##### Source material #####

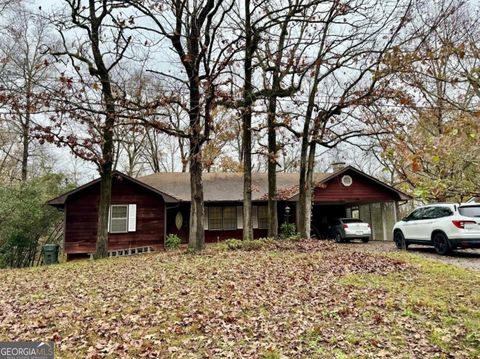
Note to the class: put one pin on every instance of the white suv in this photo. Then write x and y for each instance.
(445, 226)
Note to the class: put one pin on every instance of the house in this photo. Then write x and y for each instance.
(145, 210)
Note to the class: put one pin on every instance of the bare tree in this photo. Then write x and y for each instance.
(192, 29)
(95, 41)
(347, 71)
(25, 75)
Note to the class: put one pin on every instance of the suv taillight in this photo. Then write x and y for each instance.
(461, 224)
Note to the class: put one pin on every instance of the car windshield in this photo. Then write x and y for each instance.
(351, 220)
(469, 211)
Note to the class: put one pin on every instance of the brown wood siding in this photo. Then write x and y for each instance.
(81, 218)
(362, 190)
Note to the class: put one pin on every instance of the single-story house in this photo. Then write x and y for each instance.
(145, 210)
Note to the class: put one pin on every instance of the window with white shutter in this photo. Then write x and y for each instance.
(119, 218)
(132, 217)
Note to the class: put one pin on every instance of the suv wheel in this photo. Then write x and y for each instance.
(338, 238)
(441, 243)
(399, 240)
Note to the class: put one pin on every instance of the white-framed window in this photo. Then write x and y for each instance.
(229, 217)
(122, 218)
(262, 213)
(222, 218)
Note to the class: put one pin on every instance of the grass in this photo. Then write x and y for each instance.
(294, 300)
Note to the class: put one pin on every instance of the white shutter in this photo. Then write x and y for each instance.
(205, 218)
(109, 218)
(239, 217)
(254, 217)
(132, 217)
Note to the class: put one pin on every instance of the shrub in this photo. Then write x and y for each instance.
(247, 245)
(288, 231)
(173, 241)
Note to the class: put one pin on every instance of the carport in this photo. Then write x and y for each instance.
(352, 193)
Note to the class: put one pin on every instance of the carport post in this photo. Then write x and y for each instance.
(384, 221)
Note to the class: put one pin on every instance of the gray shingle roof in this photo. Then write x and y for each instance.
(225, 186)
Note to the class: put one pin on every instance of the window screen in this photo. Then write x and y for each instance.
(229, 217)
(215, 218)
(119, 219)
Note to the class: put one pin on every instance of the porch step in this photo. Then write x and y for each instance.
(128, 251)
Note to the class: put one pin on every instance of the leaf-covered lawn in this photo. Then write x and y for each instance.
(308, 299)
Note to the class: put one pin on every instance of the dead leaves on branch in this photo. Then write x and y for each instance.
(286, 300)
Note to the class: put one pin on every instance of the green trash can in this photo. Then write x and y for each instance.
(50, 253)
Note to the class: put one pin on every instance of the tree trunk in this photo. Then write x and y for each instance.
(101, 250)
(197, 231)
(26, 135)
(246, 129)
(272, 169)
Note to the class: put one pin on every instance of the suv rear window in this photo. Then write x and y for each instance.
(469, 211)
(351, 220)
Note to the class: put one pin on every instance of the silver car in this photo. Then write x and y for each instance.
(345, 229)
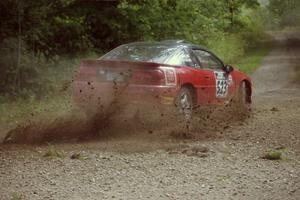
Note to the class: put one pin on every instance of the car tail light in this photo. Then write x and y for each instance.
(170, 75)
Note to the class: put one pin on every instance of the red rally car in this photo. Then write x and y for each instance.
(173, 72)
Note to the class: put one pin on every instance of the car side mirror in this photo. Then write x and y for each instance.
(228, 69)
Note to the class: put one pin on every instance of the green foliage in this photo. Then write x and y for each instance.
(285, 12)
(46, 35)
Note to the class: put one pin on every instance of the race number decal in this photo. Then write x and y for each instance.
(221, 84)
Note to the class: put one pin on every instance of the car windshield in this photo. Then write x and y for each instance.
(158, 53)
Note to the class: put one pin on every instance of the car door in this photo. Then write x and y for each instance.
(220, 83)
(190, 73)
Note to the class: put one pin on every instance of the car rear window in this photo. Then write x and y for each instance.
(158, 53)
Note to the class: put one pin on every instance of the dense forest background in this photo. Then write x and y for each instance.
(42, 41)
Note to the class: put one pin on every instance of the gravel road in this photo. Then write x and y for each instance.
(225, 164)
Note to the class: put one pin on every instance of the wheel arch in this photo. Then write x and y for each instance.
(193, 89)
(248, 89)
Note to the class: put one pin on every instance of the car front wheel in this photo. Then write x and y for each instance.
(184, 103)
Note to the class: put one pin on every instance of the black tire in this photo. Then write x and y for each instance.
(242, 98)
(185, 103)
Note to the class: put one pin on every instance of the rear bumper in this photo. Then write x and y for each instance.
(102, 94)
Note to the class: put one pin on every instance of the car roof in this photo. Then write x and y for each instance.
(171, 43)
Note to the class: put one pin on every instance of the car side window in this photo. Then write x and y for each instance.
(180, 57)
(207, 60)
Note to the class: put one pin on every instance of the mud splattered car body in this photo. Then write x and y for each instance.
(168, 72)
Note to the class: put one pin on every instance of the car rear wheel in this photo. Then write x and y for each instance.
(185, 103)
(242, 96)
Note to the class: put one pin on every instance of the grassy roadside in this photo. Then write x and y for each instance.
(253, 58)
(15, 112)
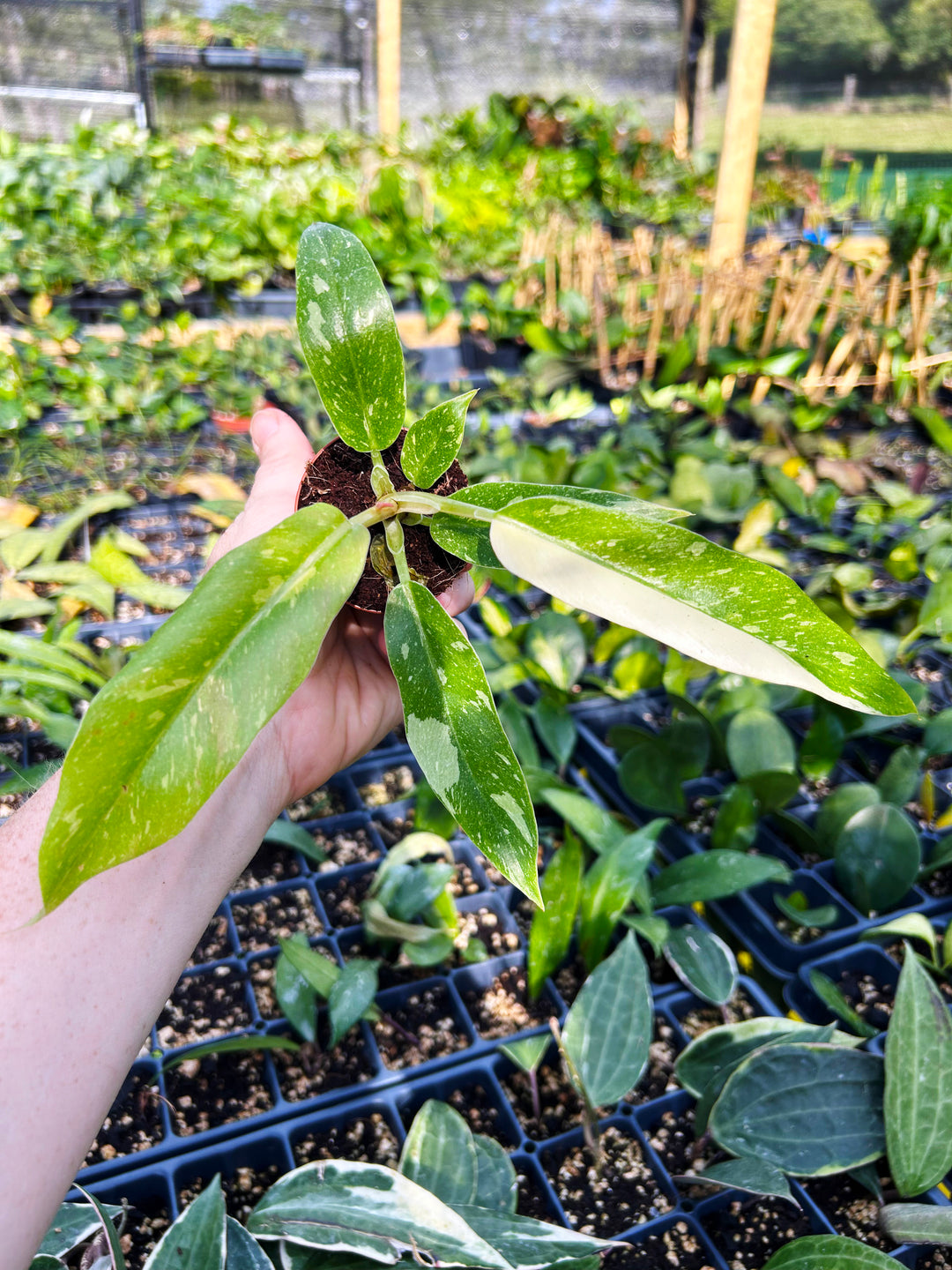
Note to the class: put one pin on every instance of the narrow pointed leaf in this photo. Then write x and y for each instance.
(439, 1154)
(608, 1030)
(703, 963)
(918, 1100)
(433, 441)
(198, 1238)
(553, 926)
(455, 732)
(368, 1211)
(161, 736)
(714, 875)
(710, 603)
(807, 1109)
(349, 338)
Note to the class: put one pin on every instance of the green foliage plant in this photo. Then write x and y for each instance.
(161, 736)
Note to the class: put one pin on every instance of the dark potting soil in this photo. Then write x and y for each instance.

#####

--- Your instructions ---
All entries above should be printed exactly, though without their pictures.

--- Answer to this exercise ---
Note to the class: put one pin on every instance of the white suv in this photo. Then write x and y for each instance.
(445, 226)
Note to the class: put one pin on every instance of the house in this photo. Then write x and y for each instance.
(145, 210)
Note to the class: put one pin on every instance of the bare tree in this photo. Then write x and y for each instance.
(192, 29)
(95, 41)
(347, 71)
(25, 75)
Note to the class: put one pin on every instance of the suv taillight in this photo. Then write x and y for each instance.
(461, 224)
Note to the class: put one pin on every instance of the car windshield in this photo. Then write x and y for each instance.
(351, 220)
(469, 211)
Note to the class: put one pin on every instance of the brown wood siding in this photo. Then write x and y for each instance.
(81, 218)
(362, 190)
Note to the class: put one pin on every instance of the single-story house in this photo. Then write x and y for each instance.
(145, 210)
Note to the class: put one pin on every instance of the window with white shutter in this photo. Then write x and y for each instance.
(119, 218)
(132, 217)
Note to the class: put one pin on every instance of the suv wheel in this photo. Then write x and y for each instance.
(338, 238)
(441, 243)
(399, 240)
Note to the class: put one pin on every instance of the white-framed window in this photo. Then write x and y for each instance.
(229, 217)
(122, 218)
(262, 213)
(222, 218)
Note to the class: put one pin on every instance of the grass in this photo. Then write x and y for each instance.
(294, 300)
Note to the class: put one pin on every instance of the white shutter in this photo. Then write x and y for each instance.
(205, 218)
(109, 218)
(239, 217)
(254, 217)
(132, 217)
Note to the class: put one pin on every instance of the shrub in this photo. Then write x and y for each instance.
(247, 245)
(288, 231)
(173, 241)
Note to the class: put one pin on every instance of the carport in this photo. Then write x and y for each instance.
(352, 193)
Note to the class: put one pin on every instance of the carport post in this photo. Then write x and y for each instance.
(384, 221)
Note to the class: put one pin on every instance of the gray shingle roof in this photo. Then write x and y for each instance.
(225, 186)
Note to the class: put one pin on every instance of the window screen in this photo. Then write x and y for each instance.
(229, 217)
(215, 218)
(119, 219)
Note to the class: put one pin on every instance of the porch step in this photo. Then write x and y for each instance.
(128, 251)
Note to the class: put one pin on every instance of the leaf-covered lawn in this photo. Then write x and y for each instance.
(308, 299)
Note to the class: put one pin on every instance of the dead leaves on branch in this photo. Then write x and y for each instance.
(286, 300)
Note to the class: put one pin on every instance of the green trash can in this photo. Then write x and y for each instance.
(50, 253)
Note to the class: put one pin on every instance of the tree trunk in this photo. Then write x and y for each instance.
(101, 250)
(197, 231)
(26, 135)
(246, 129)
(272, 169)
Note to the class: put one pin on every instance of the suv rear window in this photo. Then write x and y for each instance.
(469, 211)
(351, 220)
Note to the class: put one pin on every instance of the silver car in this photo. Then write x and y for each instance.
(345, 229)
Note to the class: put one pin on every instance of the car tail light in this photo. Then write x and y for each instance.
(170, 75)
Note to the class: put one pin on every instance of the red rally car in this photo. Then write x and y for each instance.
(173, 72)
Note to the class: put one pin on every instance of the car side mirror in this photo. Then write x and y for each instance.
(228, 69)
Note to the class: put one pin on every instance of the green foliage in this photo. Then write x and y for each instance.
(285, 12)
(46, 35)
Note to the class: put one pin on every instance of the race number decal in this photo. Then write x and y for each instance.
(221, 84)
Note to the class: put one pin on every instance of the car windshield in this photo. Then write x and y for each instance.
(158, 53)
Note to the class: put one pin on every instance of the car door in this photo. Then write x and y for each instance.
(220, 83)
(190, 73)
Note to the class: put one pin on every instance of the car rear window in this photo. Then write x and y for each instance.
(158, 53)
Note to the class: put one pin on every instance of the dense forest background in this photo. Then write x and y for each instance.
(42, 41)
Note to the class: put one pin on every instance of the gravel road in this photo. Then write x and y for each instance.
(225, 164)
Note to the class: put one pin on every instance of the wheel arch in this photo. Then write x and y for each instance.
(193, 89)
(248, 89)
Note to the class: put one pin on every instance of the car front wheel in this photo. Then write x and y for each instance.
(184, 103)
Note to the class: put one pin on every instance of the black tire in this photo. Then write x and y for each instance.
(242, 98)
(185, 103)
Note to the class: put one pin on every instance of the rear bumper in this photo. Then write x and y for each instance.
(102, 94)
Note to the class: put one pin on every instance of the car roof in this photo. Then write x and y for each instance.
(171, 43)
Note to the class: put one pin on every instance of the car side window in this photo. Then write x and y for each instance.
(180, 57)
(207, 60)
Note to the class: put one pin on every instance of the mud splattered car body in this photo. Then write x and y for each instance.
(168, 72)
Note to the class: put one pin on every instance of the car rear wheel in this photo. Then write x and y for each instance.
(185, 103)
(242, 96)
Note to the class: put one pin on every instance of the grassy roadside in this photo. Then write x and y for each instance.
(253, 58)
(15, 112)
Note to the class: put one pin on every instance of the narrow pointed leaf in this photo. Then write x and y for each instance.
(439, 1154)
(608, 1030)
(703, 963)
(918, 1100)
(433, 441)
(198, 1238)
(553, 926)
(455, 732)
(368, 1211)
(161, 736)
(714, 875)
(710, 603)
(807, 1109)
(349, 338)
Note to the class: put one pin on every instance of the green foliage plant in this photo. Then write x and y for each instance.
(161, 736)
Note to the class: put one pin on every instance of the dark potting soil in this photo. Then write x and y for each instance.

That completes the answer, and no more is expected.